**Study text**
★★★★☆

THOSE who have been following the distinctly idiosyncratic career of Greek director Yorgos Lanthimos that has included the likes of Dogtooth and the Oscar-nominated The Lobster should find it no surprise that his latest effort is an at once bewitching and deeply unsettling concoction that will linger long in the memory.

The story follows renowned cardiovascular surgeon Steven Murphy (Colin Farrell, reuniting with The Lobster director) who presides as the patriarch of a family that includes his ophthalmologist wife Anna (Nicole Kidman), 12-year-old son Bob (Sunny Suljic) and 14-year-old daughter Kim (Raffey Cassidy) living in a pristine household.

One day he decides to take under his wing a subdued but curious teenage boy named Martin (rising Irish star Barry Keoghan) following the death of the boy’s father. It’s a decision Steven begins to regret, however, when Martin’s behaviour becomes increasingly sinister as his true intentions are revealed.

**Dataset excerpts**
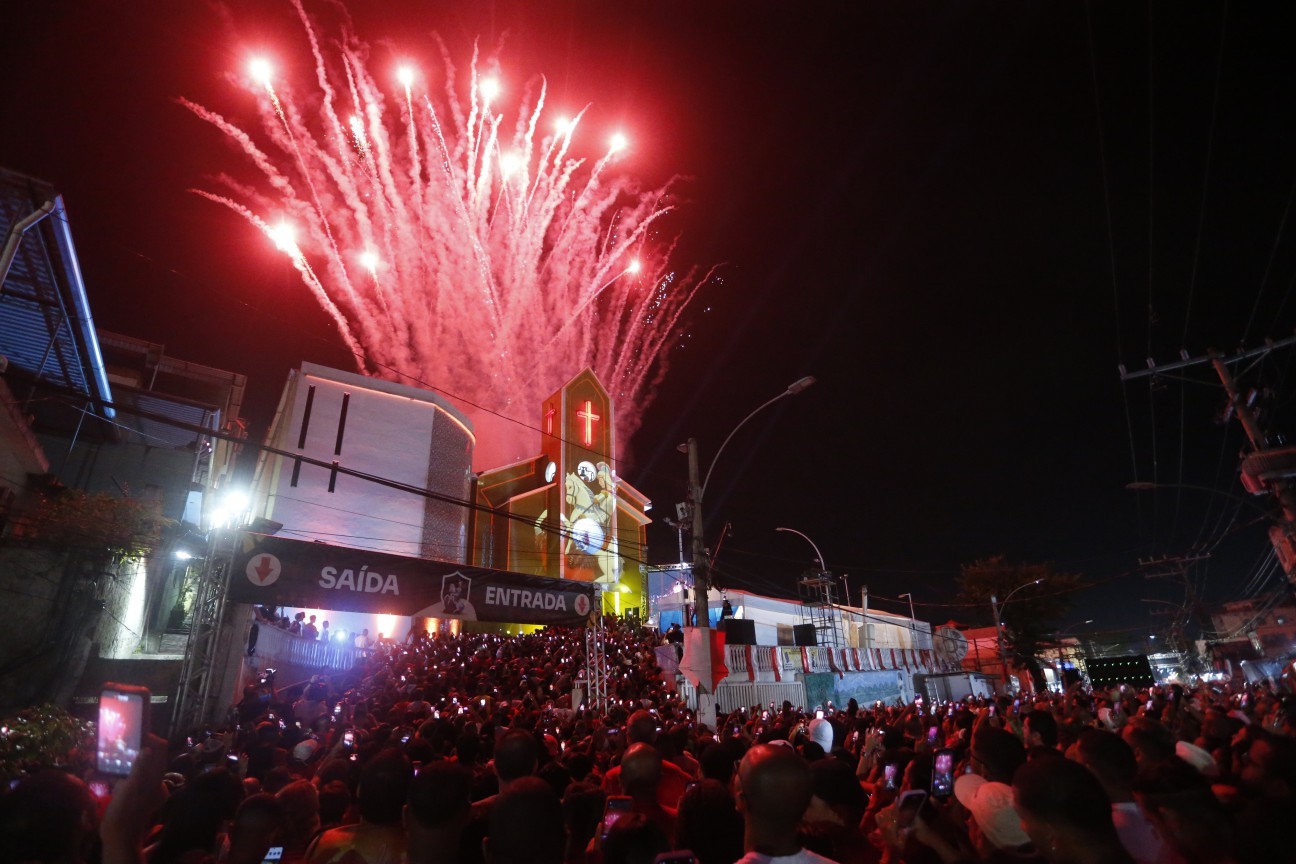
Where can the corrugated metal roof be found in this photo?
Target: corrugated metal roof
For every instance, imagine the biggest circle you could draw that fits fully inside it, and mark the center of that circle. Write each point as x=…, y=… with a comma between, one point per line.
x=46, y=328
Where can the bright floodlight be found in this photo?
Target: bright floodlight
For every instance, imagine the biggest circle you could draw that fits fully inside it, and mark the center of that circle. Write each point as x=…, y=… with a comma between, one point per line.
x=261, y=70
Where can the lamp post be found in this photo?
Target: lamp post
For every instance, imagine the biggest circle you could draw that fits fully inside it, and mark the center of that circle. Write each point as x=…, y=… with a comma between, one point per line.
x=913, y=619
x=818, y=556
x=995, y=606
x=701, y=577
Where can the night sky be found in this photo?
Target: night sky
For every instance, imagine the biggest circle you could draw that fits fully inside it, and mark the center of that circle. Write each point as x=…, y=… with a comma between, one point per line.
x=959, y=216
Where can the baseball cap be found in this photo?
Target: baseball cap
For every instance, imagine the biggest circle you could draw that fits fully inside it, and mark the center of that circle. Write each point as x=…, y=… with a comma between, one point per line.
x=990, y=805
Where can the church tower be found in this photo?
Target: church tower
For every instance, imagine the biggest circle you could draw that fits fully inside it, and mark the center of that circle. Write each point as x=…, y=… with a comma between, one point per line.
x=567, y=513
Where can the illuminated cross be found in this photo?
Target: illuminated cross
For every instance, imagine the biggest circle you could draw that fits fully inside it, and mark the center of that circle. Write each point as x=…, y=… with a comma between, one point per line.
x=589, y=417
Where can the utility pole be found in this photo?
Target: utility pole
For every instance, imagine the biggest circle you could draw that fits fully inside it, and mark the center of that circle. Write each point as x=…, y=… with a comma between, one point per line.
x=998, y=630
x=701, y=593
x=863, y=604
x=1265, y=468
x=701, y=578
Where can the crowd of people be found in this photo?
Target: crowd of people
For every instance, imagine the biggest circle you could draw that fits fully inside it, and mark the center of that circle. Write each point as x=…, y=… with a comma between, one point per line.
x=469, y=748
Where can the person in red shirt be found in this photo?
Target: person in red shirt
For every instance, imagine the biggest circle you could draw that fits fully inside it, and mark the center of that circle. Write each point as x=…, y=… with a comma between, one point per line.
x=642, y=728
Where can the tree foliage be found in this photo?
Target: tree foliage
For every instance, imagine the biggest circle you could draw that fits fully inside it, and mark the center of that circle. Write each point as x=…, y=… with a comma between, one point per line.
x=44, y=736
x=1034, y=613
x=118, y=526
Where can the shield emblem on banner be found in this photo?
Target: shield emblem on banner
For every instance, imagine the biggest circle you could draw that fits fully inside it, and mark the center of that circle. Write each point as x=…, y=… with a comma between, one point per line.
x=456, y=595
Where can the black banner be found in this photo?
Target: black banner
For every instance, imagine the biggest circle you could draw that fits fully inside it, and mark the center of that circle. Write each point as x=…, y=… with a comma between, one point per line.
x=277, y=571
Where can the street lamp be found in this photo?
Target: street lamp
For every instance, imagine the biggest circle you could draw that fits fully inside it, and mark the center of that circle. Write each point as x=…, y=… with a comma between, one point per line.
x=998, y=622
x=701, y=578
x=823, y=568
x=913, y=622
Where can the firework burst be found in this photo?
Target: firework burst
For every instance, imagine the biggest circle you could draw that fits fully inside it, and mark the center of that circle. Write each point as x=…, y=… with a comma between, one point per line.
x=455, y=248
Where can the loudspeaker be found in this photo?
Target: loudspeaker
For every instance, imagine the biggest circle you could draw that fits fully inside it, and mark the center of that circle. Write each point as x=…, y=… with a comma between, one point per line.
x=804, y=635
x=739, y=631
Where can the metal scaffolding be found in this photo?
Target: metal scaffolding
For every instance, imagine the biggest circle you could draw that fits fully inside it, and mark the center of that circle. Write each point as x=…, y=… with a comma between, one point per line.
x=596, y=658
x=198, y=669
x=819, y=606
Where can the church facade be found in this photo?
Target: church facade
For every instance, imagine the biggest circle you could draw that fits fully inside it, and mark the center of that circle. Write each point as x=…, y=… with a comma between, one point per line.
x=565, y=512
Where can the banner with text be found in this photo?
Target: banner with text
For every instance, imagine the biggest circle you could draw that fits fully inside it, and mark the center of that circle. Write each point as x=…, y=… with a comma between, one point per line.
x=277, y=571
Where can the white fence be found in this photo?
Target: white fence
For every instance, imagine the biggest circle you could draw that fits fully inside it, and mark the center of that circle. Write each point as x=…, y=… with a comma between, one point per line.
x=279, y=647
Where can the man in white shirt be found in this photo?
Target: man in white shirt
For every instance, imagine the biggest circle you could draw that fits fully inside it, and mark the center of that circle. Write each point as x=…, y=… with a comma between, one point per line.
x=1112, y=761
x=774, y=789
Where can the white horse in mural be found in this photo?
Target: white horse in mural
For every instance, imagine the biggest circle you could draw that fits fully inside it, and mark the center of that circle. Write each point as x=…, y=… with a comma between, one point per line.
x=587, y=523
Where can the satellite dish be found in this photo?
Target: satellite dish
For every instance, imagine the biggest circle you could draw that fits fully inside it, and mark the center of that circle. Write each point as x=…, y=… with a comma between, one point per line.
x=950, y=644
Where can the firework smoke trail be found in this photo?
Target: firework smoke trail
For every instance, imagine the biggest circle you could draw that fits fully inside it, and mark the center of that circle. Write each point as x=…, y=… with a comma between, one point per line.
x=454, y=253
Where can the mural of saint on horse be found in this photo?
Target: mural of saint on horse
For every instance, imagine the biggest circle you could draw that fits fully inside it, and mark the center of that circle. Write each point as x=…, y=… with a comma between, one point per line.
x=565, y=512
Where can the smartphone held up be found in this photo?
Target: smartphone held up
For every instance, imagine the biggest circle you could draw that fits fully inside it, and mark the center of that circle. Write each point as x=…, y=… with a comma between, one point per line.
x=122, y=726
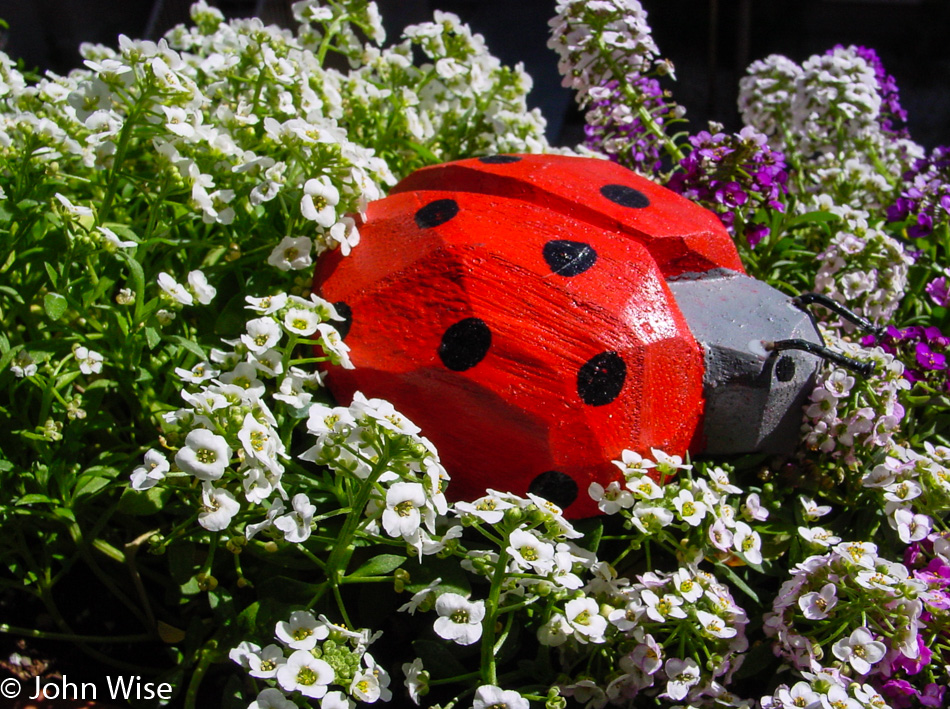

**Work instructions**
(a) Rewrite the paragraph in the film review that begins "The story follows renowned cardiovascular surgeon" as a short list. Keep each family member and their key detail.
(b) Using the film review, say whether each statement agrees with it. Answer yes or no, and quote the words that decide it.
(i) Martin's father had died.
(ii) Kim is younger than Bob.
(iii) Anna works as a cardiovascular surgeon.

**Solutions**
(a)
- Steven Murphy (Colin Farrell): a renowned cardiovascular surgeon and head of the family; Farrell is reuniting with the director of The Lobster
- Anna (Nicole Kidman): his wife, an ophthalmologist
- Bob (Sunny Suljic): their 12-year-old son
- Kim (Raffey Cassidy): their 14-year-old daughter
- The family lives in a pristine household

(b)
(i) Yes: "following the death of the boy’s father"
(ii) No: "12-year-old son Bob" and "14-year-old daughter Kim"
(iii) No: "his ophthalmologist wife Anna"